Близится 100-летняя годовщина Октябрьского переворота — рокового события, окончательно, после переворота Февральского, сломившего естественный ход тысячелетней русской истории. Обещав мир и всеобщее благоденствие, новая власть вскоре ввергла Россию в Гражданскую войну и голод, обусловленный безумной политикой «военного коммунизма». Всё это имело место и в нашей губернии. Продотряды отнимали у крестьян «излишки» продовольствия — зачастую самое необходимое. Несогласных приводили к покорности розгами и плетьми, а наиболее упорных ставили к стенке. Сразу же начались и гонения на Церковь: первый из саратовских священномучеников отец Владимир Пиксанов был застрелен на пороге храма после многочасового пыточного допроса, и это далеко не единственный случай расправ над священнослужителями.
Удивляться ли, что уже к середине 1918 года многие уезды полыхали восстаниями? Об антибольшевистском сопротивлении в Саратовском крае мы беседуем с известным историком, заведующим отделом военно-исторического наследия Дома русского зарубежья имени А. Солженицына (Москва) Андреем Кручининым. (Названия саратовских сел и деревень приводятся в том написании, в каком они даны в цитируемых документах).
— Андрей Сергеевич, что Вы могли бы сказать о народном противостоянии большевикам в Саратовском крае?
----------
__Письменное задание 1__
Как в тексте о сопротивлении большевикам в Саратовском крае назван первый из саратовских священномучеников?
__Письменное задание 2__
Перечислите все меры, которыми, согласно тексту о сопротивлении большевикам в Саратовском крае, приводили к покорности несогласных крестьян.
__Письменное задание 3__
Продолжите текст беседы о сопротивлении большевикам в Саратовском крае, начиная сразу после последнего вопроса.

[Записи с размеченными рамками]
----------
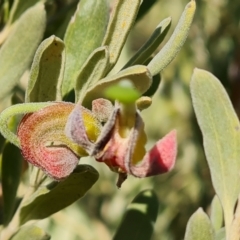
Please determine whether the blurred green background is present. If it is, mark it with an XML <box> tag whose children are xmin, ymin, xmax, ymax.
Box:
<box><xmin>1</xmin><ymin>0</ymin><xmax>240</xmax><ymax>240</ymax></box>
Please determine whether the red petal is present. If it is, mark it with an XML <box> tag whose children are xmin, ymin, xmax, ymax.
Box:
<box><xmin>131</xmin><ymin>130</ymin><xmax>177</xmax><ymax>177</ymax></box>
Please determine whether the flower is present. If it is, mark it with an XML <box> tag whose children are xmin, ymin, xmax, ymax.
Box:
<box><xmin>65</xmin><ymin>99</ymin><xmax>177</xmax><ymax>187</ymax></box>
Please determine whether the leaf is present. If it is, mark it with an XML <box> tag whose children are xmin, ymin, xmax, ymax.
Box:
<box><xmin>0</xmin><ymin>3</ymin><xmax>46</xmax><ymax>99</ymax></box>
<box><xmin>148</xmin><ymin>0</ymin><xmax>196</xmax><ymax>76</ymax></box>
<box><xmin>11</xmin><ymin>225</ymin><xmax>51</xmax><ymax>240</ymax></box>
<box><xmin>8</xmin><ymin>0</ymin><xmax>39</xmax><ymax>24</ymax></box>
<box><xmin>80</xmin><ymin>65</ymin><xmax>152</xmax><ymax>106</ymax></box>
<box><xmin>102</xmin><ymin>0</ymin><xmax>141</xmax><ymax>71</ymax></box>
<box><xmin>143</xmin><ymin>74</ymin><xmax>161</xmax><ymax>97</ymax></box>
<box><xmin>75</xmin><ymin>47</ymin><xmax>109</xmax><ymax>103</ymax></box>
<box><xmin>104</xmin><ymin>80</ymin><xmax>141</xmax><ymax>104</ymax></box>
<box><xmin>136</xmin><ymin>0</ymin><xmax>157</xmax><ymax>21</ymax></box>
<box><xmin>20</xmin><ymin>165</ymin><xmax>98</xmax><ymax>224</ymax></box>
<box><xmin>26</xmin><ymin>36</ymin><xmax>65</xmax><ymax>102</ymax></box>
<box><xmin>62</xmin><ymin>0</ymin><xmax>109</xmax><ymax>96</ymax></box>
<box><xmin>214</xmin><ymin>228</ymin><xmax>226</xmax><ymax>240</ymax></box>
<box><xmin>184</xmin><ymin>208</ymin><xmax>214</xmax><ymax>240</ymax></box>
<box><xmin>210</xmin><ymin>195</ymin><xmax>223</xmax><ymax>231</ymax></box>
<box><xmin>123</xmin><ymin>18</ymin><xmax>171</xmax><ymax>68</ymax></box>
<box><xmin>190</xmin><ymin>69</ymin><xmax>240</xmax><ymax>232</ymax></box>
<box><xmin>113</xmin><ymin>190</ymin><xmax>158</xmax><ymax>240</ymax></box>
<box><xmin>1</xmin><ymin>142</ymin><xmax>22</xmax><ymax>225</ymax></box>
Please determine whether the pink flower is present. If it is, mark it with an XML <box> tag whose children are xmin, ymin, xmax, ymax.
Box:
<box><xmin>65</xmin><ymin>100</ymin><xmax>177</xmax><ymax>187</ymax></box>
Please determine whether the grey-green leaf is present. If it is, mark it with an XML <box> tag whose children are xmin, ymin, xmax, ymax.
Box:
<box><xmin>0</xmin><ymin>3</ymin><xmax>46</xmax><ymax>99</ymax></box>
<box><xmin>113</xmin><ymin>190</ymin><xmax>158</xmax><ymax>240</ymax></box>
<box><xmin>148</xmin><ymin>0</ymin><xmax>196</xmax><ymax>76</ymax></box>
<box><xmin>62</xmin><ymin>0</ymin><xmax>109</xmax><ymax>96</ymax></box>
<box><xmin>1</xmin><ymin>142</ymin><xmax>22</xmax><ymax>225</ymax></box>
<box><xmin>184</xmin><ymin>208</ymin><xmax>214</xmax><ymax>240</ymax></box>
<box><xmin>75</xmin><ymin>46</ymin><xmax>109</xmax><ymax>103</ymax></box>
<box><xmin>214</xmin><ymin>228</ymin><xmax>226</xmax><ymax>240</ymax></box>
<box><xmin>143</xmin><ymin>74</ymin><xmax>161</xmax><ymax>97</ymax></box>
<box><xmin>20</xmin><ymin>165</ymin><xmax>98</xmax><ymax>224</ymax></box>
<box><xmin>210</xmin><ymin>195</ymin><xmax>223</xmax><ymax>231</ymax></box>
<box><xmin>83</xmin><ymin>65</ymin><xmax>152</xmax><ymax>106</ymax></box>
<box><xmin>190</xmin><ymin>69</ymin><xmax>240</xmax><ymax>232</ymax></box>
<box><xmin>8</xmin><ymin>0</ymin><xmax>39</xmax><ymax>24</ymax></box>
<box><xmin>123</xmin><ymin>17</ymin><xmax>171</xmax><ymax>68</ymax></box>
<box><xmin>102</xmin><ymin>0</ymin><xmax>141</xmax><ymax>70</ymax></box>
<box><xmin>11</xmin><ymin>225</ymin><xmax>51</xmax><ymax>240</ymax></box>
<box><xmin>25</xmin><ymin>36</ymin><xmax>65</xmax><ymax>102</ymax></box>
----------
__Правильный ответ 1__
Отец Владимир Пиксанов.

__Правильный ответ 2__
Розги, плети, а наиболее упорных ставили к стенке.

__Правильный ответ 3__
— Сами большевики признавали, что первую угрозу здесь они почувствовали со стороны вернувшихся с фронта солдат — может быть, еще недавно митинговавших, гнавших своих офицеров, а потом и разбежавшихся по домам, но дома быстро убедившихся, что «завоевания революции» ничего, кроме разрухи и бесправия, не принесли. «Первым фактом организованной борьбы с Советской властью оказался возникший в Саратове союз “фронтовиков”… — свидетельствовали через полгода саратовские чекисты. — В 20-х числах февраля [1918 года]… Союз был ликвидирован: комитет был арестован, союз был объявлен распущенным, при всех попытках вновь организовать “союз” были произведены новые аресты (всего около 70 человек), последовавшие обыски обнаружили склады оружия и других военных припасов». Не менее красноречиво звучит простой перечень крестьянских восстаний лета 1918 года, опять-таки из советского источника: «Восстание охватило [волости]: Мариинскую, Широкинскую, Курдюмскую, Дмитриевскую, Вязовскую, Всеволодчинскую, Базарно-Карабулакскую, Алексеевскую, Старо-Бурасовскую, Ново-Бурасовскую, Озерскую, Сокурскую, Ивановскую, Тепловскую, Ягодно-Полянскую, Полчаниновскую — по Саратовскому уезду; Кологривовскую, Ковыловскую, Б.-Дмитриевскую, Широко-Карамышевскую — по Аткарскому; Еланскую — по Сердобскому. Руководили восстанием кулаки и б[ывшие] офицеры». В Камышинском уезде «восстание охватило районы Семеновки, Рудни, Топовки, Норки, Ахмата. Против восставших были посланы войска из Саратова и Камышина. Восстание в Камышинском уезде носило более организованный характер, чем движение в Саратовском и Аткарском уездах. Восставшие перед каждой деревней рыли окопы, но особого сопротивления благодаря плохой вооруженности оказать не могли». Понятно поэтому, что при приближении белых — в данном случае Донской армии, наступавшей на Царицын, — недавние повстанцы устремлялись в ее ряды и в октябре-ноябре уже составляли Саратовский корпус.
— Кто возглавил этот корпус?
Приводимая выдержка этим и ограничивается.